- _Objetivo planteado a_:
Responde estas preguntas sobre el artículo de la pizza:
(i) ¿Quién firma la foto?
(ii) ¿Qué tres asuntos se presentan como inalterables e incuestionables?
(iii) ¿Con qué figura se compara al emprendedor argentino cuya historia se cuenta?

- _Fragmento del documento_:
◆ ◆ ◆ ◆ ◆

Cómo hacer de la pizza un gran negocio
Con productos premium, sabores arriesgados, decoración clásica y moderna y horno a la vista, una cadena transforma la pizza en un plato sofisticado.
Por Cicco / Foto de Ignacio Sánchez
No todo en la vida merece ser motivo de innovación. O, para decirlo de otro modo, no todo producto permite que uno lo haga evolucionar, cual teoría de Darwin, en el orden natural de la vida. Hay ciertas cosas que está bien que sean así, que se mantengan así y que se resistan y pataleen ante la amenaza de cambio. Un puñado de asuntos inalterables e incuestionables como la pizza, la bandera nacional y los paraguas. Pero ¿dijimos pizzas? Ah, qué error de cálculo, pues lo que sigue es la historia del Che Guevara de las pizzas. El emprendedor argentino que se propuso una revolución gastronómica sin precedentes y se metió con el sagrado e inmaculado corazón del argentino: la grande de mozzarella.

◆ ◆ ◆ ◆ ◆

- _Sección de datos_:
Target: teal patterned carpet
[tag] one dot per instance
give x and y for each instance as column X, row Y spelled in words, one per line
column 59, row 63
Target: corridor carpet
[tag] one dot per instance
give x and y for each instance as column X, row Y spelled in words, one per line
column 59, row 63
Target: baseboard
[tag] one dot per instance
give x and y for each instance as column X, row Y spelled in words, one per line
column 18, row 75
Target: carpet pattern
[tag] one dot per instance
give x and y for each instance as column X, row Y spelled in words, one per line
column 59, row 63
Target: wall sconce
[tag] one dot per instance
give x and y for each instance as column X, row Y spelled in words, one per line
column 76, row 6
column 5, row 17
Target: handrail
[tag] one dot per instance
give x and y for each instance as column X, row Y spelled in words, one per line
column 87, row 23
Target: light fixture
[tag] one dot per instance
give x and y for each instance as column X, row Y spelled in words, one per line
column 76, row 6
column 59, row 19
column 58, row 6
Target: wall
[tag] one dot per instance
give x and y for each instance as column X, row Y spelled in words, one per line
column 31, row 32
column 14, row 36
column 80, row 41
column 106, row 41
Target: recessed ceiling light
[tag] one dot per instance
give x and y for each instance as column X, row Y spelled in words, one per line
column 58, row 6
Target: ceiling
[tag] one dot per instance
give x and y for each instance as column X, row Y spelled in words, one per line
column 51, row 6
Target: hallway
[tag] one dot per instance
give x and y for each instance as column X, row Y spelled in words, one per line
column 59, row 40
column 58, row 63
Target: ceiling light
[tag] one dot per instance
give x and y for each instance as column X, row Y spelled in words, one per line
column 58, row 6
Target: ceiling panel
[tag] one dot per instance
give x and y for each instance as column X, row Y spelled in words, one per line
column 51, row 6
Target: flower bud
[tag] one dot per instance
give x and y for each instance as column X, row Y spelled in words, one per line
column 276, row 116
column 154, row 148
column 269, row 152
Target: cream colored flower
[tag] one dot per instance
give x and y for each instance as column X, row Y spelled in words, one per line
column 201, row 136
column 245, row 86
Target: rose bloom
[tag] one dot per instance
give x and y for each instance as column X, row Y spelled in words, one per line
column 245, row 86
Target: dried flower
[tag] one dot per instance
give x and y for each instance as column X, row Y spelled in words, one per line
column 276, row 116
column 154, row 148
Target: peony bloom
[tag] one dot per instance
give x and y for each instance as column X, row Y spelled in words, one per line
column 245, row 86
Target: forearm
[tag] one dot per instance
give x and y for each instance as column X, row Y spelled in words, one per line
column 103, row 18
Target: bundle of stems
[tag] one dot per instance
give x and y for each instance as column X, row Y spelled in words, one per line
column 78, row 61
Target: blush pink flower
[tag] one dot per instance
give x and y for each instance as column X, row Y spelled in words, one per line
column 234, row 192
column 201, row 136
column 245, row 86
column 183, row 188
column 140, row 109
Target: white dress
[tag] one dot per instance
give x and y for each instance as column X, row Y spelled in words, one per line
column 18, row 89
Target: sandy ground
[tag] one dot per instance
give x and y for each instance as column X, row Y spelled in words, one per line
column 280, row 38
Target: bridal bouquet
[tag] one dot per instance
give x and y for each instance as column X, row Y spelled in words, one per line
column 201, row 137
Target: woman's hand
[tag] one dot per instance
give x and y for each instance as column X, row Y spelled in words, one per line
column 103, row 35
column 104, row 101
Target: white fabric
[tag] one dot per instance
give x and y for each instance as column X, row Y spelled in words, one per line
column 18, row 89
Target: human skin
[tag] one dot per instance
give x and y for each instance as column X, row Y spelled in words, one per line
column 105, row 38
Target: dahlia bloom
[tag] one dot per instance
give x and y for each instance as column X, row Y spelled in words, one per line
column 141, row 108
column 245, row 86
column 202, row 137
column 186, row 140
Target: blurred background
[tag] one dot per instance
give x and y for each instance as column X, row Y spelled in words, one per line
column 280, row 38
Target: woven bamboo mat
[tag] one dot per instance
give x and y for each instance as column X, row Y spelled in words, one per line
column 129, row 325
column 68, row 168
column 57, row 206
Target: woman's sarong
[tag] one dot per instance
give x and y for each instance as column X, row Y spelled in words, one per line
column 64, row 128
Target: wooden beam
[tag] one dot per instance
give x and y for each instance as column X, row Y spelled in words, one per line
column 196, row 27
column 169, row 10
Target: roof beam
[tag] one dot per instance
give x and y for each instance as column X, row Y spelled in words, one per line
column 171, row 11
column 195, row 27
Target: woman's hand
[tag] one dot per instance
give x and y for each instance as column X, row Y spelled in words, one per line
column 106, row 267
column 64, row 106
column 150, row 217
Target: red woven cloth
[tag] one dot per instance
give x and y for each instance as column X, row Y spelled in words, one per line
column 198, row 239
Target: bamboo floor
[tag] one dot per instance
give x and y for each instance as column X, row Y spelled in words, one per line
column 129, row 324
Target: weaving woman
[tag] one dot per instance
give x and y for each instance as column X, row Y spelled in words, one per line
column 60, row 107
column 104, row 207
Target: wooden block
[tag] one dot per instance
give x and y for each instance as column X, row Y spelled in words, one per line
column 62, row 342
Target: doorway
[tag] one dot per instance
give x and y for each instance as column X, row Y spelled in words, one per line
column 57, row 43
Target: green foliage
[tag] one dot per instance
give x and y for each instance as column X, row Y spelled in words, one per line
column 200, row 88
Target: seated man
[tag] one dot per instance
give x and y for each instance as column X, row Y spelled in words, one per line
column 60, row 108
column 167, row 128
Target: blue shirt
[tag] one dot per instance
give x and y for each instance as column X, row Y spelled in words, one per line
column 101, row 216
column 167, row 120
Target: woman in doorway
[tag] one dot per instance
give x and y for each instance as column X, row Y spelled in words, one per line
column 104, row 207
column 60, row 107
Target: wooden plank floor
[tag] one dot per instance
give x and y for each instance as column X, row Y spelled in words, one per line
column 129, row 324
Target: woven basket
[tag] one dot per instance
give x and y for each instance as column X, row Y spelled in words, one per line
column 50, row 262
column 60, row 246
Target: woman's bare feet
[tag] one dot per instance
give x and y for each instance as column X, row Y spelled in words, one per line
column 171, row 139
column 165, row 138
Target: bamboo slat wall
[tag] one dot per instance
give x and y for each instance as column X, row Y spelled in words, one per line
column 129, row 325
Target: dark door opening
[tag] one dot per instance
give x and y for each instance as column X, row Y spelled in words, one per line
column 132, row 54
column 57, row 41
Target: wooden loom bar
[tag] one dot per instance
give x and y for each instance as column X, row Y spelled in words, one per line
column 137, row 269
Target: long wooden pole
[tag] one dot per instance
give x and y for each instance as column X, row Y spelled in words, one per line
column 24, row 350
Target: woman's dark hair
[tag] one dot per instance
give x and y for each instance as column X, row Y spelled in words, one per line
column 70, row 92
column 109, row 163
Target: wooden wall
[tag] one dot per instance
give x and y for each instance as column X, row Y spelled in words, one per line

◆ ◆ ◆ ◆ ◆

- _Objetivo planteado b_:
Transcribe sin cambios las líneas del listado desde su comienzo hasta la línea que contiene "column 87, row 23", ambas incluidas.

- _Resultado del ejercicio a_:
(i) Ignacio Sánchez.
(ii) La pizza, la bandera nacional y los paraguas.
(iii) Con el Che Guevara; se le llama "el Che Guevara de las pizzas".

- _Resultado del ejercicio b_:
Target: teal patterned carpet
[tag] one dot per instance
give x and y for each instance as column X, row Y spelled in words, one per line
column 59, row 63
Target: corridor carpet
[tag] one dot per instance
give x and y for each instance as column X, row Y spelled in words, one per line
column 59, row 63
Target: baseboard
[tag] one dot per instance
give x and y for each instance as column X, row Y spelled in words, one per line
column 18, row 75
Target: carpet pattern
[tag] one dot per instance
give x and y for each instance as column X, row Y spelled in words, one per line
column 59, row 63
Target: wall sconce
[tag] one dot per instance
give x and y for each instance as column X, row Y spelled in words, one per line
column 76, row 6
column 5, row 17
Target: handrail
[tag] one dot per instance
give x and y for each instance as column X, row Y spelled in words, one per line
column 87, row 23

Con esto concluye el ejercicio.